Begin AVAILABLE DATA

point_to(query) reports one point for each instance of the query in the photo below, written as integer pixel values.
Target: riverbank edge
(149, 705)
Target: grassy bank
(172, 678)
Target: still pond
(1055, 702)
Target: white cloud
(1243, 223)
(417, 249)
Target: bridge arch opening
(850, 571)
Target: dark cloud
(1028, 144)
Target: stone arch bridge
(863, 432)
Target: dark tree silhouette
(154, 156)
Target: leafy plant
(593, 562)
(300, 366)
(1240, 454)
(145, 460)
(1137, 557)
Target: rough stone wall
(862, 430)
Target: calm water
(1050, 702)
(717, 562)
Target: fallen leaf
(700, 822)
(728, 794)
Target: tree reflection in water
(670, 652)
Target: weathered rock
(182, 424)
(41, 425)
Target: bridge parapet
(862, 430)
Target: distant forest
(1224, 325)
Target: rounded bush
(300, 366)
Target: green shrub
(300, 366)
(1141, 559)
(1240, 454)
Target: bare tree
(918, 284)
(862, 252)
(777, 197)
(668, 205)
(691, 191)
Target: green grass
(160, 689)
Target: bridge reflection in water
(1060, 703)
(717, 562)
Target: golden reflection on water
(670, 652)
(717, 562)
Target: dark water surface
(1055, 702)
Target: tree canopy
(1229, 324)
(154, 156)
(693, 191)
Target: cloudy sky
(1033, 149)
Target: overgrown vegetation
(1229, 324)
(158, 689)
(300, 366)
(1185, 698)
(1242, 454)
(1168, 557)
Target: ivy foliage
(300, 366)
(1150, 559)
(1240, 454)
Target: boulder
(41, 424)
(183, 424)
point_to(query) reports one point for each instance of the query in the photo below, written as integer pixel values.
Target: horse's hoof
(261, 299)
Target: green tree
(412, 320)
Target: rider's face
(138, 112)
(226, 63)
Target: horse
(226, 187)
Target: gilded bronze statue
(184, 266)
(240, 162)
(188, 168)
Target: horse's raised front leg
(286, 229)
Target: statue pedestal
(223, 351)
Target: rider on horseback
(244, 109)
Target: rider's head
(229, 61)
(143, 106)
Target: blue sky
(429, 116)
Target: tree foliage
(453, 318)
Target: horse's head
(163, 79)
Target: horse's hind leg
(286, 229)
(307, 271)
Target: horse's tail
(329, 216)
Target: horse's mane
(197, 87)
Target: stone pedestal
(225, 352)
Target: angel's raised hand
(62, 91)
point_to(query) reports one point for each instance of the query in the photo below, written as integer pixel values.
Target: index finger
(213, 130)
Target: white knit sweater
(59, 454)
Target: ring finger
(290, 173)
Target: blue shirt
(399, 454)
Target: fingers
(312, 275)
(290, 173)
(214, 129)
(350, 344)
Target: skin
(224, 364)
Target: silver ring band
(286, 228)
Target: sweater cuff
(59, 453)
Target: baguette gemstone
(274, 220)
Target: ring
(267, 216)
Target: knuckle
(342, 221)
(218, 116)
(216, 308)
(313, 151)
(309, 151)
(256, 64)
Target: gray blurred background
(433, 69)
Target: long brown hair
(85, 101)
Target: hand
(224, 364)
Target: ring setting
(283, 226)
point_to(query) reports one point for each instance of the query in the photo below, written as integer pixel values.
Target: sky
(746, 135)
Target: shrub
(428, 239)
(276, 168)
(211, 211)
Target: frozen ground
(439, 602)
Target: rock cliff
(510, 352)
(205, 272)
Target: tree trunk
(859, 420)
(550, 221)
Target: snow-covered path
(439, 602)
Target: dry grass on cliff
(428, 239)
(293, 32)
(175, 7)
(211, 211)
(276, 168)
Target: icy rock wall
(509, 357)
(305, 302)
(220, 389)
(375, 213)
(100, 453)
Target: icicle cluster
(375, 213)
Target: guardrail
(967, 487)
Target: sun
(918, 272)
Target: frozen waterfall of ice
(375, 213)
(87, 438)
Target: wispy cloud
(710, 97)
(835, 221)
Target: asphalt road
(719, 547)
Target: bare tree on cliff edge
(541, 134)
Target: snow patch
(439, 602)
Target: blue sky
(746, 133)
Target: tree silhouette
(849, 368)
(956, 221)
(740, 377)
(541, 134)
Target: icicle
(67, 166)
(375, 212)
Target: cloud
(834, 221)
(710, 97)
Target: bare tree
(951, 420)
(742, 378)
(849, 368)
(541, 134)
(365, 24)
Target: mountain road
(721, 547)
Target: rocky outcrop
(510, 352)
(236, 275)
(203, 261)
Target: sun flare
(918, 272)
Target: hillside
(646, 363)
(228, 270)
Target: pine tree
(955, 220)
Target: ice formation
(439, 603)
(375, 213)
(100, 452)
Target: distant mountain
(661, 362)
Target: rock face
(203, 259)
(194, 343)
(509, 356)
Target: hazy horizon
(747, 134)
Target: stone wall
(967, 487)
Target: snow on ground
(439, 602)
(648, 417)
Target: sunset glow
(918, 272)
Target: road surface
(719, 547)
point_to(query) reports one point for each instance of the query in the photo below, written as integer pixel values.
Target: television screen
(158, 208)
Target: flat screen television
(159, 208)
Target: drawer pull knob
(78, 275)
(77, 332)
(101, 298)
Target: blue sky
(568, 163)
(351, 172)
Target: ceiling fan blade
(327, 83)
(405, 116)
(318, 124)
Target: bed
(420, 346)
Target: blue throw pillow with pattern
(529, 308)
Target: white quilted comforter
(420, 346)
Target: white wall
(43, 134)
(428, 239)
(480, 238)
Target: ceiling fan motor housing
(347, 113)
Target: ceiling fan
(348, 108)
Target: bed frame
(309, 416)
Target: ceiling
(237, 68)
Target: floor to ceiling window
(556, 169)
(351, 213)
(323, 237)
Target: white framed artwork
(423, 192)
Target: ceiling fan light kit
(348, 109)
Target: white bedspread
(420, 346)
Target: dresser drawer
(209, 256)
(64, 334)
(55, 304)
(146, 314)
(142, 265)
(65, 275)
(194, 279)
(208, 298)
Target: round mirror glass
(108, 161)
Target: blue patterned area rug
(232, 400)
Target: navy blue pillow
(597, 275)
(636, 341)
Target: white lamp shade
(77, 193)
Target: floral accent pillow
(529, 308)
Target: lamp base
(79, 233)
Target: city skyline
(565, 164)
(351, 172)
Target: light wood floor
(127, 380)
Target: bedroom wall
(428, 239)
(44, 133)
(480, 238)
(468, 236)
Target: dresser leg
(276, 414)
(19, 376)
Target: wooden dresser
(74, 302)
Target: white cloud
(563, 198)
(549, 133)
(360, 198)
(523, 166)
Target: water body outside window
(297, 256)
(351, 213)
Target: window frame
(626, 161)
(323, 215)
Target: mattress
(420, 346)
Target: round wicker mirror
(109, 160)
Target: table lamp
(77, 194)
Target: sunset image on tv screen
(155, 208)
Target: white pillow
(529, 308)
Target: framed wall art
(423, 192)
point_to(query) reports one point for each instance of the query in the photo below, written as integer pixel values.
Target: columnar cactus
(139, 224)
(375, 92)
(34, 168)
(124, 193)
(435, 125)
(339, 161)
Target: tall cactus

End AVAILABLE DATA

*INSTRUCTIONS TO FOLLOW*:
Please restate the data word for word, every record included.

*IN RESPONSE*:
point_to(query) reports one point for each instance of the query in the photo below, written as integer pixel values.
Target: riverbank edge
(149, 705)
Target: grassy bank
(172, 678)
Target: still pond
(1055, 702)
Target: white cloud
(1243, 223)
(417, 249)
Target: bridge arch opening
(850, 571)
Target: dark cloud
(1028, 144)
Target: stone arch bridge
(863, 432)
Target: dark tree silhouette
(154, 156)
Target: leafy plant
(593, 562)
(300, 366)
(1240, 454)
(145, 460)
(1137, 557)
Target: rough stone wall
(862, 430)
Target: calm water
(1050, 702)
(717, 562)
Target: fallen leaf
(700, 822)
(728, 794)
Target: tree reflection in water
(670, 652)
Target: weathered rock
(182, 424)
(41, 425)
Target: bridge parapet
(862, 430)
Target: distant forest
(1224, 325)
Target: rounded bush
(300, 366)
Target: green shrub
(300, 366)
(1141, 559)
(1240, 454)
Target: bare tree
(918, 284)
(862, 252)
(777, 197)
(668, 205)
(691, 191)
Target: green grass
(160, 689)
Target: bridge reflection in water
(1060, 703)
(717, 562)
Target: golden reflection on water
(670, 652)
(717, 562)
Target: dark water surface
(1055, 702)
Target: tree canopy
(1229, 324)
(154, 156)
(693, 191)
Target: cloudy sky
(1033, 149)
Target: overgrown vegetation
(1229, 324)
(158, 689)
(300, 366)
(1185, 698)
(1242, 454)
(1168, 557)
Target: ivy foliage
(300, 366)
(1150, 559)
(1240, 454)
Target: boulder
(41, 424)
(183, 424)
point_to(query) reports one point for each instance of the query in the photo below, written as integer pixel values.
Target: horse's hoof
(261, 299)
Target: green tree
(412, 320)
Target: rider's face
(138, 112)
(226, 63)
Target: horse
(226, 187)
Target: gilded bronze statue
(184, 266)
(240, 162)
(188, 168)
Target: horse's raised front leg
(286, 229)
Target: statue pedestal
(223, 351)
Target: rider on horseback
(244, 109)
Target: rider's head
(229, 61)
(143, 106)
Target: blue sky
(429, 116)
Target: tree foliage
(453, 318)
Target: horse's head
(163, 79)
Target: horse's hind leg
(286, 229)
(307, 271)
Target: horse's tail
(329, 216)
Target: horse's mane
(197, 87)
Target: stone pedestal
(225, 352)
Target: angel's raised hand
(62, 91)
point_to(query) reports one point for each instance of the query in the photo below, written as integer pixel values.
Target: index finger
(213, 130)
Target: white knit sweater
(59, 454)
Target: ring finger
(290, 173)
Target: blue shirt
(399, 454)
Target: fingers
(312, 275)
(290, 173)
(214, 129)
(350, 344)
Target: skin
(224, 364)
Target: silver ring band
(286, 228)
Target: sweater cuff
(59, 453)
Target: baguette gemstone
(274, 220)
Target: ring
(267, 216)
Target: knuckle
(342, 221)
(218, 116)
(216, 308)
(313, 151)
(309, 151)
(256, 64)
Target: gray blurred background
(433, 69)
Target: long brown hair
(85, 101)
Target: hand
(224, 364)
Target: ring setting
(283, 226)
point_to(query) reports one point for each instance of the query in the photo below, written as integer pixel values.
Target: sky
(746, 135)
Target: shrub
(428, 239)
(276, 168)
(211, 211)
Target: frozen ground
(439, 602)
Target: rock cliff
(510, 352)
(205, 272)
Target: tree trunk
(859, 420)
(550, 221)
Target: snow-covered path
(439, 602)
Target: dry grass on cliff
(428, 239)
(293, 32)
(175, 7)
(211, 211)
(276, 168)
Target: icy rock wall
(509, 357)
(305, 302)
(220, 389)
(375, 213)
(100, 453)
Target: icicle cluster
(375, 213)
Target: guardrail
(967, 487)
Target: sun
(918, 272)
Target: frozen waterfall of ice
(375, 213)
(87, 438)
Target: wispy cloud
(710, 97)
(835, 221)
Target: asphalt road
(719, 547)
Target: bare tree on cliff edge
(541, 134)
Target: snow patch
(439, 602)
Target: blue sky
(746, 133)
Target: tree silhouette
(849, 368)
(956, 221)
(740, 377)
(541, 134)
Target: icicle
(67, 166)
(375, 212)
Target: cloud
(834, 221)
(710, 97)
Target: bare tree
(951, 420)
(742, 378)
(849, 368)
(541, 134)
(365, 24)
Target: mountain road
(721, 547)
Target: rocky outcrop
(510, 352)
(236, 275)
(203, 261)
Target: sun flare
(918, 272)
Target: hillside
(646, 363)
(228, 270)
Target: pine tree
(955, 220)
Target: ice formation
(439, 603)
(375, 213)
(100, 452)
Target: distant mountain
(661, 362)
Target: rock face
(203, 259)
(194, 343)
(509, 356)
Target: hazy horizon
(747, 134)
Target: stone wall
(967, 487)
Target: snow on ground
(439, 602)
(648, 417)
Target: sunset glow
(918, 272)
Target: road surface
(719, 547)
point_to(query) reports one point for each instance of the query in the photo below, written as integer pixel values.
Target: television screen
(158, 208)
Target: flat screen television
(159, 208)
Target: drawer pull knob
(78, 275)
(77, 332)
(101, 298)
Target: blue sky
(568, 163)
(351, 172)
Target: ceiling fan blade
(327, 83)
(405, 116)
(318, 124)
Target: bed
(420, 346)
Target: blue throw pillow with pattern
(529, 308)
Target: white quilted comforter
(420, 346)
Target: white wall
(43, 134)
(428, 239)
(480, 238)
Target: ceiling fan motor housing
(347, 113)
Target: ceiling fan
(348, 108)
Target: bed frame
(309, 416)
Target: ceiling
(237, 68)
Target: floor to ceiling window
(556, 169)
(351, 213)
(323, 237)
Target: white framed artwork
(423, 192)
Target: ceiling fan light kit
(348, 109)
Target: white bedspread
(420, 346)
Target: dresser drawer
(209, 256)
(64, 334)
(55, 304)
(146, 314)
(142, 265)
(65, 275)
(194, 279)
(208, 298)
Target: round mirror glass
(108, 161)
Target: blue patterned area rug
(232, 400)
Target: navy blue pillow
(597, 275)
(636, 341)
Target: white lamp shade
(77, 193)
Target: floral accent pillow
(529, 308)
Target: lamp base
(79, 233)
Target: city skyline
(565, 164)
(351, 172)
Target: light wood floor
(127, 380)
Target: bedroom wall
(428, 239)
(44, 133)
(480, 238)
(468, 236)
Target: dresser leg
(276, 414)
(19, 376)
Target: wooden dresser
(74, 302)
Target: white cloud
(563, 198)
(549, 133)
(360, 198)
(523, 166)
Target: water body outside window
(297, 256)
(351, 213)
Target: window frame
(626, 161)
(323, 215)
Target: mattress
(420, 346)
Target: round wicker mirror
(109, 160)
Target: table lamp
(77, 194)
Target: sunset image on tv screen
(155, 208)
Target: white pillow
(529, 308)
Target: framed wall art
(423, 192)
point_to(query) reports one point for each instance of the query in the photo below, written as integer pixel values.
Target: columnar cactus
(139, 224)
(375, 92)
(34, 168)
(124, 193)
(435, 125)
(339, 161)
Target: tall cactus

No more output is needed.